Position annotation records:
+++

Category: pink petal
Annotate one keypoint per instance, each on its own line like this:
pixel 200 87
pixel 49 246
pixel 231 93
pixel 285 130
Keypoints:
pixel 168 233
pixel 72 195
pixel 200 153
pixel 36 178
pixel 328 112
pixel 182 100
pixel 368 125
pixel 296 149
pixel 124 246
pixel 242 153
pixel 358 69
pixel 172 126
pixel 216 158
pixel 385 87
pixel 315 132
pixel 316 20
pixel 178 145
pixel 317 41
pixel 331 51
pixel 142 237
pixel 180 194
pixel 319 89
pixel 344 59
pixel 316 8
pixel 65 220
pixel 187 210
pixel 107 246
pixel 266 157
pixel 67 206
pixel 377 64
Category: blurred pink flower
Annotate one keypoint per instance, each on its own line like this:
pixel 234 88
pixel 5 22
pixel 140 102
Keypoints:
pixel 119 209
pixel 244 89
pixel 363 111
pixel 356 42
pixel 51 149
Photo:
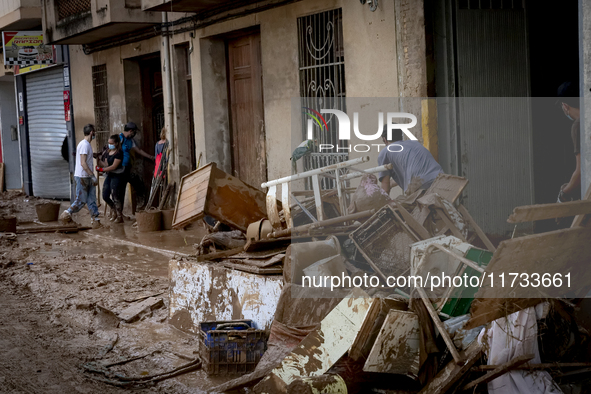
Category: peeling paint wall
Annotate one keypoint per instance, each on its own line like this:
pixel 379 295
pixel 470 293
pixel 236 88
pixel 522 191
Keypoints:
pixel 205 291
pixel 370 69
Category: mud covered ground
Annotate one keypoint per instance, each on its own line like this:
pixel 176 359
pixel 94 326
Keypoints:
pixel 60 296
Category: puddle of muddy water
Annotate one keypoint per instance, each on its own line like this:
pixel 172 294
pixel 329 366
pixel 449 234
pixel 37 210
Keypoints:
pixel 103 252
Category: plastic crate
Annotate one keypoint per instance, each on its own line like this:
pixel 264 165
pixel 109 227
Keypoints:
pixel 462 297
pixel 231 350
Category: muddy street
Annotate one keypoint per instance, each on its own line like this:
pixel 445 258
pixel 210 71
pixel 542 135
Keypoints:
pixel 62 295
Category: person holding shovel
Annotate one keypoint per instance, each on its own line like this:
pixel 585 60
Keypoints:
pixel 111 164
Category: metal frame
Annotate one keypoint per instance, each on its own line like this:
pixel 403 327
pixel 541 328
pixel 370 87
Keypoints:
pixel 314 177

+++

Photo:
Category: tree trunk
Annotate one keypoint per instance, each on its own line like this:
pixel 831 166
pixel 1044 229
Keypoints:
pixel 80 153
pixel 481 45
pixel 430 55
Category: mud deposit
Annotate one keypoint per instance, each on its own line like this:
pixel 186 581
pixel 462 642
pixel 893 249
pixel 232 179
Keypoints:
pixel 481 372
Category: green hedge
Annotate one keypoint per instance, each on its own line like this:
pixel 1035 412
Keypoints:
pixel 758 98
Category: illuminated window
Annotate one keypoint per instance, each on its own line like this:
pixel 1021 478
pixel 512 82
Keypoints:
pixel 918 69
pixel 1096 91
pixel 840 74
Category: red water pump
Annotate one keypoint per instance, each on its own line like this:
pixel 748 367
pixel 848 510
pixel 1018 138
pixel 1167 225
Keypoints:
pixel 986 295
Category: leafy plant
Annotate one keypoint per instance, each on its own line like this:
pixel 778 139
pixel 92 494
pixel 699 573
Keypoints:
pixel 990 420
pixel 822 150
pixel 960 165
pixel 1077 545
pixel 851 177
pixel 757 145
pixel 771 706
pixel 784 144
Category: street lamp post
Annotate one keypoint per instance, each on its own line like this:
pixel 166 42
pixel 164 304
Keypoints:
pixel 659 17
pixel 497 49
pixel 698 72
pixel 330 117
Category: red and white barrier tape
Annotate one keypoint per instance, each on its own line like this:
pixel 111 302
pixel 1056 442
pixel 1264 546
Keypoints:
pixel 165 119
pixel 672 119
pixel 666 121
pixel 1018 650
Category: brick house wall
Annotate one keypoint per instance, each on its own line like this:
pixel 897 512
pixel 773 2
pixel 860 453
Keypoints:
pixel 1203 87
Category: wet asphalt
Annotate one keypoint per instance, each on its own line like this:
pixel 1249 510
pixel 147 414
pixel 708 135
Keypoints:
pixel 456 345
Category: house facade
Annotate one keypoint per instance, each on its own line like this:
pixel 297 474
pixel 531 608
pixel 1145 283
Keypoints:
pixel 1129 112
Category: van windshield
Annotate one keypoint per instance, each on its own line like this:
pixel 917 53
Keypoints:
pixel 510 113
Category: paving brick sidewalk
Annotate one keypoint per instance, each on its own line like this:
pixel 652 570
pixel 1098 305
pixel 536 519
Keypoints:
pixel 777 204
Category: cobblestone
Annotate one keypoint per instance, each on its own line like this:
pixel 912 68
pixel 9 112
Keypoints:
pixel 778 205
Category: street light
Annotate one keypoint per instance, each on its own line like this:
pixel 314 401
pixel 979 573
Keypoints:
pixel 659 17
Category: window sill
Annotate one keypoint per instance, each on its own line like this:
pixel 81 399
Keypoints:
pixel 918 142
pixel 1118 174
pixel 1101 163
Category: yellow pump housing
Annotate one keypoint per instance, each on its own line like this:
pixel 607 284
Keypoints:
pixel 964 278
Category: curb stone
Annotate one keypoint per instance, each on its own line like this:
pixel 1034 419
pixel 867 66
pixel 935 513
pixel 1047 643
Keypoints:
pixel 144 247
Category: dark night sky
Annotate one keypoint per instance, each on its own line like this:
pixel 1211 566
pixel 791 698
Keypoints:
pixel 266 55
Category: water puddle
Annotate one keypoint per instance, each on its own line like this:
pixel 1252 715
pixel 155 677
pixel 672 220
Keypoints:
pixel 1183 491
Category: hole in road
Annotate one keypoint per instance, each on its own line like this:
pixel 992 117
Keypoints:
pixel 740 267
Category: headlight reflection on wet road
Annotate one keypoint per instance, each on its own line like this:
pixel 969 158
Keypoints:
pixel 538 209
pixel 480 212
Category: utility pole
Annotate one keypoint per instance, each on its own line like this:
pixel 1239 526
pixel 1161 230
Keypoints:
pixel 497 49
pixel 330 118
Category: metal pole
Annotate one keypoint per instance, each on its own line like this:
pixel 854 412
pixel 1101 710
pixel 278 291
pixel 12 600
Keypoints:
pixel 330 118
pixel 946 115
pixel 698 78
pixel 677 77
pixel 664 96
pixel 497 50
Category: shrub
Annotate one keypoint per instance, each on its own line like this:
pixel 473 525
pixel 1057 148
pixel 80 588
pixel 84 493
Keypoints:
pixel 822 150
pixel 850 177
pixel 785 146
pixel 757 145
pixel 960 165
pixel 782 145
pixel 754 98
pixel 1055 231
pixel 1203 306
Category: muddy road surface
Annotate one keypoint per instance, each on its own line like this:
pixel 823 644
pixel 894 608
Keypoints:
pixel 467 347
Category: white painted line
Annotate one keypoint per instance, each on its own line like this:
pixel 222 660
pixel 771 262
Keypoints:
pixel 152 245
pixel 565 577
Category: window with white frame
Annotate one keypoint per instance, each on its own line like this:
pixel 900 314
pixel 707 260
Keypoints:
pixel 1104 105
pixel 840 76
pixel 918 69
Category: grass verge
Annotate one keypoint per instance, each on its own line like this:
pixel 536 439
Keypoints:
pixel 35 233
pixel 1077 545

+++

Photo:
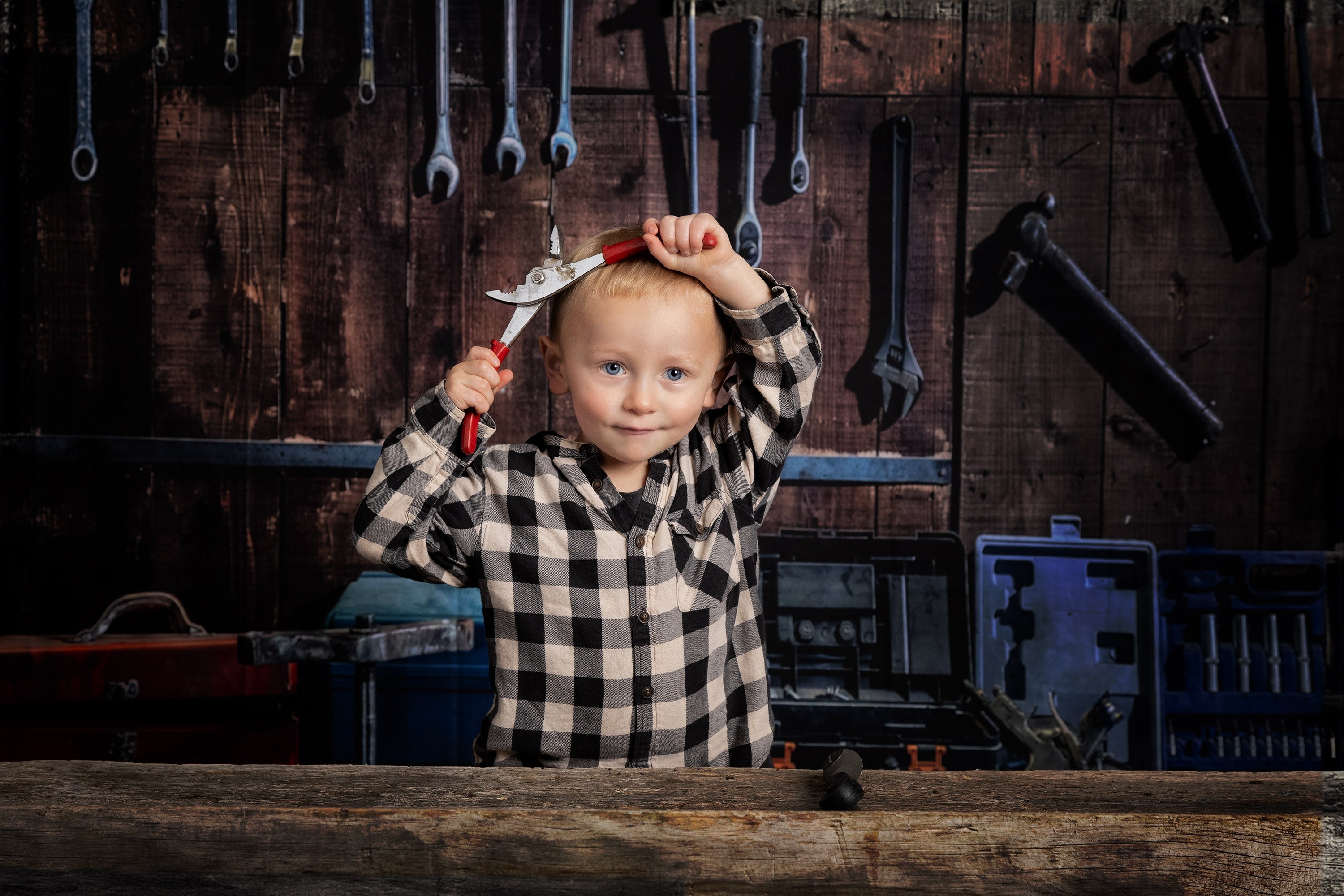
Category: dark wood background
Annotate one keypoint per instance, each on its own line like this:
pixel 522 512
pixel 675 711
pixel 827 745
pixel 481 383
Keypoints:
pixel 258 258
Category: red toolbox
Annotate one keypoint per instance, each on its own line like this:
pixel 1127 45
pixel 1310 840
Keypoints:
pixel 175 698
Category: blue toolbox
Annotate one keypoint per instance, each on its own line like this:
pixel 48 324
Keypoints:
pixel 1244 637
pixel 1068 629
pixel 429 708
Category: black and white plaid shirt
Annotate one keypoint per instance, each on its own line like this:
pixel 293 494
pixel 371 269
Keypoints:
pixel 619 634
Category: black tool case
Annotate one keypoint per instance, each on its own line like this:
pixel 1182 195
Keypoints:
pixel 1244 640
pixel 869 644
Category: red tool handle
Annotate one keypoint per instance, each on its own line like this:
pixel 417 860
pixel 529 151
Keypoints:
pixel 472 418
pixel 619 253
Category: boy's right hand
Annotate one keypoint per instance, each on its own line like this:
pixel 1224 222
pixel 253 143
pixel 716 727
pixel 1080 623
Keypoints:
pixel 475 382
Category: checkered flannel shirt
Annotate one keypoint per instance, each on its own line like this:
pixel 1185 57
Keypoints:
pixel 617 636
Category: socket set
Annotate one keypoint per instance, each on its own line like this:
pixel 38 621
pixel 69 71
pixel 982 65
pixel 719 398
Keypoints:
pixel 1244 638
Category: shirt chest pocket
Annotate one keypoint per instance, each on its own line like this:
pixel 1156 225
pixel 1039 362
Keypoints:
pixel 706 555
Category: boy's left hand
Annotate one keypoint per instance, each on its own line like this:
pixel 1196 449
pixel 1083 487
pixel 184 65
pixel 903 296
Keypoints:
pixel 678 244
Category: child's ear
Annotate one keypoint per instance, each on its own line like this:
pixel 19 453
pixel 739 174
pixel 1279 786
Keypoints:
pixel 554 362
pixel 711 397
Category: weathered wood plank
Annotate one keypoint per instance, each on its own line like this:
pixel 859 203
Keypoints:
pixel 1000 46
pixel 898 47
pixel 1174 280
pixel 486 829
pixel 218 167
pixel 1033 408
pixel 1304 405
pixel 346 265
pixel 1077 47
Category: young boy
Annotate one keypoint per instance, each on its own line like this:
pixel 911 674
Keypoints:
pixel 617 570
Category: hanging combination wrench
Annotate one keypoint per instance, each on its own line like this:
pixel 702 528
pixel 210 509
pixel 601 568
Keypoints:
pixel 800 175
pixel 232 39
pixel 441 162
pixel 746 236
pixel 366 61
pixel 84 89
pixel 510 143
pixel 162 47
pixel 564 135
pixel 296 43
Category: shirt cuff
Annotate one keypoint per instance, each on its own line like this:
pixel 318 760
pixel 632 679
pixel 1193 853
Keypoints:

+++

*EXERCISE*
Substitute "child's left hand" for "boy's left hand" in the lines from the line with "Category: shirt chest pocket" up to and including the line with "pixel 711 397", leaving everything else unchanged. Give only those lines.

*TASK ANSWER*
Category: shirt chest pocket
Annotate one keypoint per instance, each on its own line like this:
pixel 1156 225
pixel 1039 362
Keypoints:
pixel 706 555
Category: child's left hand
Annotate one keypoint per instance, each on its own line like this:
pixel 1196 449
pixel 1083 487
pixel 184 65
pixel 903 296
Keypoints:
pixel 678 244
Category: child's ear
Annotate one keypoint per instance, each on its own line like this:
pixel 19 453
pixel 739 174
pixel 1279 786
Keypoints:
pixel 554 362
pixel 711 397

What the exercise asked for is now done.